Please pick out and copy every line in the data below that contains the word "bare". Matches must have the same case.
++++++++++++++++++++
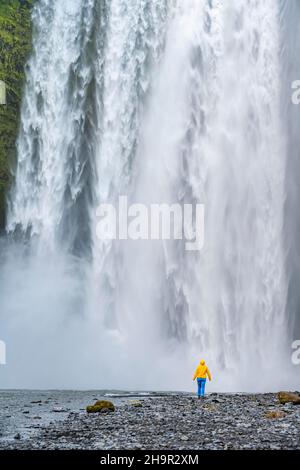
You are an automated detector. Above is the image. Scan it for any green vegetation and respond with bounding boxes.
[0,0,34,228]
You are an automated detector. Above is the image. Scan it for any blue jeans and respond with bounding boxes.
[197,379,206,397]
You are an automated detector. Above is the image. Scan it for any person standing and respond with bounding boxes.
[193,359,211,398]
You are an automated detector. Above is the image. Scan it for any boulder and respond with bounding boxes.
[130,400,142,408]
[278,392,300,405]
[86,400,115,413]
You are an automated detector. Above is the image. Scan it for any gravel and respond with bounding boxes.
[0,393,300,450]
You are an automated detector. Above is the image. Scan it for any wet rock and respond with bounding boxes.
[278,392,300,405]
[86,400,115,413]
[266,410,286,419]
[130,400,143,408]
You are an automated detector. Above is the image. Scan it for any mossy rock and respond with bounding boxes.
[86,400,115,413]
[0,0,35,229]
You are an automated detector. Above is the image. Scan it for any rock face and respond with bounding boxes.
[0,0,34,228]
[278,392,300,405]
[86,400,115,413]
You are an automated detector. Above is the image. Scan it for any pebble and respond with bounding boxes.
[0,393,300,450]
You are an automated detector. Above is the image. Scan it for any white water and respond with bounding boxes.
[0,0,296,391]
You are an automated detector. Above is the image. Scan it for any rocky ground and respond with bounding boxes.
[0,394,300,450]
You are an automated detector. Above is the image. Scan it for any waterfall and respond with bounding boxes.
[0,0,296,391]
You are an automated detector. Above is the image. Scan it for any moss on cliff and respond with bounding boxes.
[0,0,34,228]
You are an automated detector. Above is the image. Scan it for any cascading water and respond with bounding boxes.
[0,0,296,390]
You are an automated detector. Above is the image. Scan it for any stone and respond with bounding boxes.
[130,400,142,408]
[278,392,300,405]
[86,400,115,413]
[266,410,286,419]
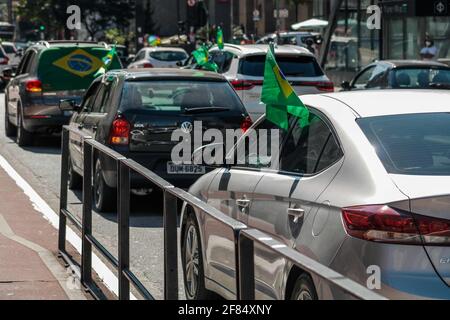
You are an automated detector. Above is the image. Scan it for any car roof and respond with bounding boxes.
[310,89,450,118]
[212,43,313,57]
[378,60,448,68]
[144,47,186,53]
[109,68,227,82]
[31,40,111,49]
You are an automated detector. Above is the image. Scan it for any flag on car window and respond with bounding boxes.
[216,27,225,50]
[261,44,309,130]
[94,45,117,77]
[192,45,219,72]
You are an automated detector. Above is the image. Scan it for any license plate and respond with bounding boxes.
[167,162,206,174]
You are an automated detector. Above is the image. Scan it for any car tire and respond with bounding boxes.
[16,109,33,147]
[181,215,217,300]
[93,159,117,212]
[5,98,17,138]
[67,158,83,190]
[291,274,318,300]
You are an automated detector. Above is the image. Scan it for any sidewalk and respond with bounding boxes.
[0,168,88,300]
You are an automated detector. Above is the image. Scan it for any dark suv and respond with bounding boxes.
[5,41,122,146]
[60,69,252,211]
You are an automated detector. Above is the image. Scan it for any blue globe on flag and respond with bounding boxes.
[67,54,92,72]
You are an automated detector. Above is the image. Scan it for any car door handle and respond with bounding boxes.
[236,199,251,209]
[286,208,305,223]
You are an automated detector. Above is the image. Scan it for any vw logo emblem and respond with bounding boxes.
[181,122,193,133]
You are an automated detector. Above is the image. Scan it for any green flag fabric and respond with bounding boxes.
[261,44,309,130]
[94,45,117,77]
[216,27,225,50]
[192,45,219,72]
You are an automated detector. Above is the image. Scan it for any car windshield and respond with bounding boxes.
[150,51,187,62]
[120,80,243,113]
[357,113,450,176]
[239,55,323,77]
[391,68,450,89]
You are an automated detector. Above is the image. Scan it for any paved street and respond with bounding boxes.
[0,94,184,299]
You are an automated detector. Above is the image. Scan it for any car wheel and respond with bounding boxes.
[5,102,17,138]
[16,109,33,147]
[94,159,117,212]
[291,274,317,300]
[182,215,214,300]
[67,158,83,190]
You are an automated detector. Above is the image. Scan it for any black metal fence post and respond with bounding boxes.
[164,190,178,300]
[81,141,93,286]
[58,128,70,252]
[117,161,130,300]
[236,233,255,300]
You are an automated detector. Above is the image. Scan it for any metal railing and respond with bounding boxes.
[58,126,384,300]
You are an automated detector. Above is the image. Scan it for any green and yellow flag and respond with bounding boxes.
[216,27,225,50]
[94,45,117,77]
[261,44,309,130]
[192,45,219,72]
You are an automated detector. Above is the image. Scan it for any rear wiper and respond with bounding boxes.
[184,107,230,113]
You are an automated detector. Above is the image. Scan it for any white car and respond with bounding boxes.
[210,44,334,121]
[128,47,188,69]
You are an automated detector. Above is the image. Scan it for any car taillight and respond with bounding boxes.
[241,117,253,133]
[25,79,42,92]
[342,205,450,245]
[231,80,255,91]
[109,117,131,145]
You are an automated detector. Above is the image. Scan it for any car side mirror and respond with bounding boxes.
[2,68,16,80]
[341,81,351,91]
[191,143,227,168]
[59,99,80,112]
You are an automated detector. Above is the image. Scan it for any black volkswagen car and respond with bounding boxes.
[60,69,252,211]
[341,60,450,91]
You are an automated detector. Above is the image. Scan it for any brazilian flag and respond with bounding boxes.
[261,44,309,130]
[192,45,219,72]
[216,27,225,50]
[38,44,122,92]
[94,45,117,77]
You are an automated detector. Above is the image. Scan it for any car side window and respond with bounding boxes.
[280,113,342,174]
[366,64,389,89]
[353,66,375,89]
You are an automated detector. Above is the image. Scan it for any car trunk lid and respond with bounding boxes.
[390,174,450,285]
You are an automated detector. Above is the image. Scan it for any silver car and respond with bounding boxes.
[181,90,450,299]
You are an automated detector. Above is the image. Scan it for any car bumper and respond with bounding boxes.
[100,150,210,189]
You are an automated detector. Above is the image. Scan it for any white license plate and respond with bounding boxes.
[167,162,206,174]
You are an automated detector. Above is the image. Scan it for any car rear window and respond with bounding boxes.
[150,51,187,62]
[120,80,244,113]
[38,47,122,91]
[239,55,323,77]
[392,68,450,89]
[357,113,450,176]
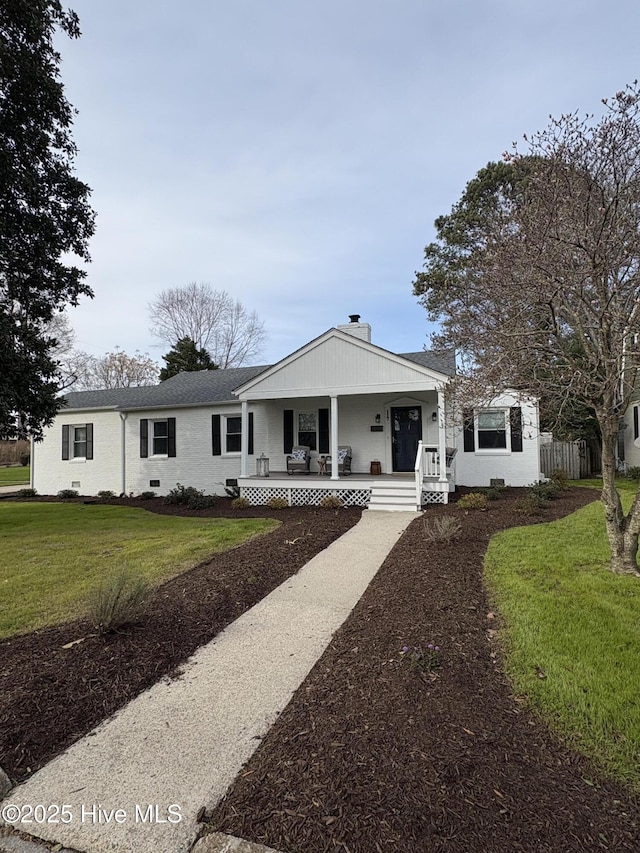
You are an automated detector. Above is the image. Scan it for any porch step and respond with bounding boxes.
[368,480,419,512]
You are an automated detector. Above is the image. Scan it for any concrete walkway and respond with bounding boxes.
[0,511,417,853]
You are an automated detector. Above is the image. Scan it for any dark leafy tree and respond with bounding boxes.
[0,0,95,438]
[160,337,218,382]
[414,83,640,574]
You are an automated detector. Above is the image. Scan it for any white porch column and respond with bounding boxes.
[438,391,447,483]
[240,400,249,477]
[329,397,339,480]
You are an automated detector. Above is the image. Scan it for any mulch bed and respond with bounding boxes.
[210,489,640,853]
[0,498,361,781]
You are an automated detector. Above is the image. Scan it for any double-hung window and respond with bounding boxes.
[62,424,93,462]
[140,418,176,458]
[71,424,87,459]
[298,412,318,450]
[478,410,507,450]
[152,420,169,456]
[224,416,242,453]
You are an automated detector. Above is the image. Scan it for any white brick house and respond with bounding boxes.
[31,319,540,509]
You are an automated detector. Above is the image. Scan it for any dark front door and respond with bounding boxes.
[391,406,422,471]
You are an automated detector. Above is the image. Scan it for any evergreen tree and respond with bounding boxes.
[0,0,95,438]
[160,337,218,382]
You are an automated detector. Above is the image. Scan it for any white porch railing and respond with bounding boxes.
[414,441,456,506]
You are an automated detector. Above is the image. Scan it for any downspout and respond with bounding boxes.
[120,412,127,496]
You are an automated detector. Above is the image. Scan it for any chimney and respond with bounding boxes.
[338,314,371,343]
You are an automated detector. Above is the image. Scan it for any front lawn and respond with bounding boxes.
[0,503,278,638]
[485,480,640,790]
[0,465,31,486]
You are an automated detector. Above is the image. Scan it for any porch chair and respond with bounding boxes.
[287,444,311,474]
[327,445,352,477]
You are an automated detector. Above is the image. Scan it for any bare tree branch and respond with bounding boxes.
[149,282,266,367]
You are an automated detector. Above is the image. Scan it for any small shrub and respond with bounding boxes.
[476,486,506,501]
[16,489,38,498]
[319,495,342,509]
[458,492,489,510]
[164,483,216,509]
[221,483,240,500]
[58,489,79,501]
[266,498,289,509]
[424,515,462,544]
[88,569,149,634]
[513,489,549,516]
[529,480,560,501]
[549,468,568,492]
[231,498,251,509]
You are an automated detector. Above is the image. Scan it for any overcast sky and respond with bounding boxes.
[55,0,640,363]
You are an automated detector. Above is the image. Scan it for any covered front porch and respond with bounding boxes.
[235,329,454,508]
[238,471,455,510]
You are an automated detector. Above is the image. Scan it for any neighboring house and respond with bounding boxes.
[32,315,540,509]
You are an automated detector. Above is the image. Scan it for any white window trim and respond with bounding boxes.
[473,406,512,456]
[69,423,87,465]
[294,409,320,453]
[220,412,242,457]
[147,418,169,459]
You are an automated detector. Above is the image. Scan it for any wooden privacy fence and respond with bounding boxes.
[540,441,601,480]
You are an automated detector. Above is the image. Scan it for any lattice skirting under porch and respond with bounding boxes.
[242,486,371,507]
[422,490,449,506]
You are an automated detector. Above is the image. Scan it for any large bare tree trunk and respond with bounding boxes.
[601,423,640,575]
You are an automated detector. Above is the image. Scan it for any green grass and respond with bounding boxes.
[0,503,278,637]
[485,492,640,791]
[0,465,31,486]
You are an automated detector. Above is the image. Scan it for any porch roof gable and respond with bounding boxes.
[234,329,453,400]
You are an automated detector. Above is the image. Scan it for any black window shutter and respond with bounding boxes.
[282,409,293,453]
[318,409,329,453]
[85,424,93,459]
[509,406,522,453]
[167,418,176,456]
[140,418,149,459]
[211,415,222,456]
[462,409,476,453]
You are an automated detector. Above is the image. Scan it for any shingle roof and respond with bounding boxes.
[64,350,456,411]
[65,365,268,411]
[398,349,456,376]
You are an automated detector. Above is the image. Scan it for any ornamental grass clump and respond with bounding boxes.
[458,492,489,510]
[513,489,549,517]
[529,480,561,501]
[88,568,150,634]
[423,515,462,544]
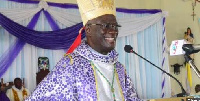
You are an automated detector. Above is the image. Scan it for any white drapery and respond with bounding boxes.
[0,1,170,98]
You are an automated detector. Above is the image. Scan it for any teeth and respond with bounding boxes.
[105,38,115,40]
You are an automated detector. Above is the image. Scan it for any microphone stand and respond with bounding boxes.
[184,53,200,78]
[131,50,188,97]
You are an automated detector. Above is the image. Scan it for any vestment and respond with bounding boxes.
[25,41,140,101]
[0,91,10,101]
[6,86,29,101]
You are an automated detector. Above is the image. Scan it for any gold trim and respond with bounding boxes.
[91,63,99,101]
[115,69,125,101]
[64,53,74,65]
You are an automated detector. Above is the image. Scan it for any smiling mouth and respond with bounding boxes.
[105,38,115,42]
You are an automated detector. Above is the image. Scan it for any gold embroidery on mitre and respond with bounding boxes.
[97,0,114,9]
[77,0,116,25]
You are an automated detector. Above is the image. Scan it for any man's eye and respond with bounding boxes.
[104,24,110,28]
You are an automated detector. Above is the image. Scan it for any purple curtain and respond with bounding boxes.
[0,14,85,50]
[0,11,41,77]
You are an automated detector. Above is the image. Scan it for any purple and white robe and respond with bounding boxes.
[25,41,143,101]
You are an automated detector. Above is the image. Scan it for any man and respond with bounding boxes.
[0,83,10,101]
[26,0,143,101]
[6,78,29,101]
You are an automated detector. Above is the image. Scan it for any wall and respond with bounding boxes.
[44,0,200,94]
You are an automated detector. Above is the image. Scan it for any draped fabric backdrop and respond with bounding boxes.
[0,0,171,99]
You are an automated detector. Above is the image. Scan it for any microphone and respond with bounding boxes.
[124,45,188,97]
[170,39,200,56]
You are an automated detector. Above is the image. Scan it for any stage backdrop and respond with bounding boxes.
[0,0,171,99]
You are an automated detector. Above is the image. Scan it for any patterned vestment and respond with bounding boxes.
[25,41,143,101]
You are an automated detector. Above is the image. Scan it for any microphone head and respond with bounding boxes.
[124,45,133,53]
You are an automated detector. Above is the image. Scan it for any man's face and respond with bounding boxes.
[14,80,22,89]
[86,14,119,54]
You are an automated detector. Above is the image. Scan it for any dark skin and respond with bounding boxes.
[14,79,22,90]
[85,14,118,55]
++++++++++++++++++++
> _Final result_:
You are an automated detector. Above is the image. Scan it for any bare tree branch and respond with bounding boxes.
You are an automated detector. Above is the image. Scan it for any large bare tree trunk and respond with bounding boxes.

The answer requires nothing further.